TASK BRIEF: Reproduce all entries precisely as they are written.

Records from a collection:

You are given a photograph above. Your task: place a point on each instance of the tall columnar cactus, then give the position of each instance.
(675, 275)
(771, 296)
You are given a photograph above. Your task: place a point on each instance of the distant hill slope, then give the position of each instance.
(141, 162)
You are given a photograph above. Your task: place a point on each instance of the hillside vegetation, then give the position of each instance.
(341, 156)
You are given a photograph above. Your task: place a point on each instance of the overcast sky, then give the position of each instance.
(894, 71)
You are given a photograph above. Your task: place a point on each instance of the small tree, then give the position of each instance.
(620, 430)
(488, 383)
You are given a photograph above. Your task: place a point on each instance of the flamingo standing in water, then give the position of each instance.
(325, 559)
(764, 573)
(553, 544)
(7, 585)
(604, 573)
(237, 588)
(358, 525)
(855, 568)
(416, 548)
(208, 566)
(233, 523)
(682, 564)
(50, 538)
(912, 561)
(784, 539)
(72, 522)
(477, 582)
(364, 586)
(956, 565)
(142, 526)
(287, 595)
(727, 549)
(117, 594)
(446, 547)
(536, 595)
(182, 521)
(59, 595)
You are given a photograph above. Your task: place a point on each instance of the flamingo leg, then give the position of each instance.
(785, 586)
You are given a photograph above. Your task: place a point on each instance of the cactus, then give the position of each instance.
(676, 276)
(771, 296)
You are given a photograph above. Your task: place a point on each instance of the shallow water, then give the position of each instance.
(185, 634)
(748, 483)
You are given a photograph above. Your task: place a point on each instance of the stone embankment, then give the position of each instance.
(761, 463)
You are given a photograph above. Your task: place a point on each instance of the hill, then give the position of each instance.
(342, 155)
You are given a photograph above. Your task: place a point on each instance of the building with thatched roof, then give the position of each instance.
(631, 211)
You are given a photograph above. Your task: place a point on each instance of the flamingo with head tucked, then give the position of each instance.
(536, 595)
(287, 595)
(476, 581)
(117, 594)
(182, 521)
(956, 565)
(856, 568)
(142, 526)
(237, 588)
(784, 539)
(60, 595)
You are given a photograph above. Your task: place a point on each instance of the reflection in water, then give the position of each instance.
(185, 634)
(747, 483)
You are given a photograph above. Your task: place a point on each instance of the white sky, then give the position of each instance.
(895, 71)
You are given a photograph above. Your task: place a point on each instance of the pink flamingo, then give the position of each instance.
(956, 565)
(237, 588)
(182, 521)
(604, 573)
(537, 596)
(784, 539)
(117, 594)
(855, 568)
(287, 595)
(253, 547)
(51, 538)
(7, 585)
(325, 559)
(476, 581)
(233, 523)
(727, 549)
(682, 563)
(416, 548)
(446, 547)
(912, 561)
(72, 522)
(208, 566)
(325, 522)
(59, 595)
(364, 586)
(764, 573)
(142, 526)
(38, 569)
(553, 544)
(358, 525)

RESPONSE:
You are given a photograph above. Your task: place a point on each instance of the tall columnar cactus, then give the position of each instance.
(675, 275)
(771, 296)
You are given a photograph above. Your task: place a point on each instance of the distant hill slope, then give the position of each instance.
(141, 162)
You are given a photograph above. Your task: place a point on each instance of the hillside vegetation, then give the position of each instance.
(341, 156)
You are given a photograph above. Your task: place a point on each instance of the overcast sky, then give the position of each instance.
(894, 71)
You are given a photograph above. Your task: place a point on each instance of the small tree, then give the position of each instance.
(620, 430)
(488, 383)
You are given a photograph above. Your task: place a point on each instance of the flamingo standing in water, then give the position of each instance.
(325, 559)
(764, 573)
(553, 544)
(7, 585)
(604, 573)
(237, 588)
(358, 525)
(855, 568)
(416, 548)
(208, 566)
(233, 523)
(682, 564)
(50, 538)
(912, 561)
(784, 539)
(72, 522)
(477, 582)
(364, 586)
(956, 565)
(142, 526)
(287, 595)
(727, 549)
(117, 594)
(446, 547)
(536, 595)
(182, 521)
(59, 595)
You are given a photograph above. Your task: place a point on each instance of the flamingo leg, then give the position of each instance.
(785, 586)
You are given a photograph above. Your task: place a point on each instance of the cactus, then give the position of each instance.
(676, 276)
(771, 296)
You are given a photograph above. Your task: place a point on each instance of the shallow water, then give the position of each instance.
(185, 634)
(748, 483)
You are given a photograph above. Your task: place a point on each instance of the stone embankment, then give the position of each instance.
(761, 463)
You are given a photograph above. Your task: place a point on each instance of the hill, then give the position of each instance.
(342, 155)
You are given a photograph above. Your task: place a point on each instance of the building with thatched roof, then give the position of each instance.
(631, 211)
You are given a photograph above. Your task: place a point on each instance of the flamingo with head tucked, then give the position of each instance.
(536, 595)
(287, 595)
(476, 581)
(117, 594)
(182, 521)
(956, 565)
(856, 568)
(142, 526)
(237, 588)
(784, 539)
(60, 595)
You are given a photograph above. Your task: place a point on each instance of the reflection in water, then give the position of each instance.
(185, 634)
(747, 483)
You are given a photograph above. Your task: place a point on each instance of the white sky, then give the position of each instance.
(895, 71)
You are given a photograph above. Your task: place a point on each instance of the pink flamingo, then give the position of each instance.
(956, 565)
(237, 588)
(182, 521)
(604, 573)
(537, 596)
(784, 539)
(117, 594)
(855, 568)
(287, 595)
(253, 547)
(51, 538)
(7, 585)
(325, 559)
(476, 581)
(233, 523)
(727, 549)
(682, 563)
(416, 548)
(446, 547)
(912, 561)
(72, 522)
(208, 566)
(325, 522)
(59, 595)
(364, 586)
(764, 573)
(142, 526)
(38, 569)
(553, 544)
(358, 525)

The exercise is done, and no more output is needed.